## START GIVEN PASSAGE

The Budget Enforcement Act of 1990 (BEA) (, title XIII; ; codified as amended at scattered sections of 2 U.S.C. & ) was enacted by the United States Congress as title XIII of the Omnibus Budget Reconciliation Act of 1990, to enforce the deficit reduction accomplished by that law by revising the federal budget control procedures originally enacted by the Gramm–Rudman–Hollings Balanced Budget Act. The BEA created two new budget control processes: a set of caps on annually-appropriated discretionary spending, and a "pay-as-you-go" or "PAYGO" process for entitlements and taxes.

Legislative history 
The predecessor to the BEA, Gramm-Rudman-Hollings, was originally enacted in 1985 and set overall deficit targets as a way to force Congress to enact future deficit reduction. If these deficit targets were not met, the president was required issue a sequestration order to automatically reduce discretionary spending.

However, policymakers achieved these targets by using overly optimistic budget projections and other budget gimmicks, and Gramm-Rudman-Hollings was eventually viewed by policymakers as contributing to, rather than solving, the problem of rising deficits. By October 1990, the president's Office of Management and Budget projected a budget deficit for fiscal year 1991 that exceeded the statutory target; if Congress did not enact a deficit reduction plan, sequestration would have cut discretionary spending by about one-third.

## END GIVEN PASSAGE

= WORK TO BE COMPLETED =
Shorten the paragraph of the Budget Enforcement Act passage that begins "However, policymakers achieved" while keeping its main facts.

## START INFORMATION SHOWN

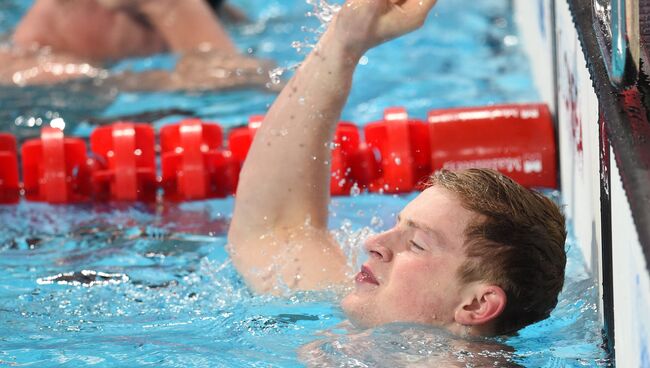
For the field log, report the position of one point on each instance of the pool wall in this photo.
(607, 208)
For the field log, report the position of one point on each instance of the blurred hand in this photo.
(363, 24)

## END INFORMATION SHOWN

= ANSWER BELOW =
Policymakers met the Gramm-Rudman-Hollings targets with overly optimistic budget projections and other gimmicks. As a result, the law came to be seen as contributing to rising deficits rather than solving them. By October 1990, the Office of Management and Budget projected a fiscal year 1991 deficit above the statutory target. Without a congressional deficit reduction plan, sequestration would have cut discretionary spending by about one-third.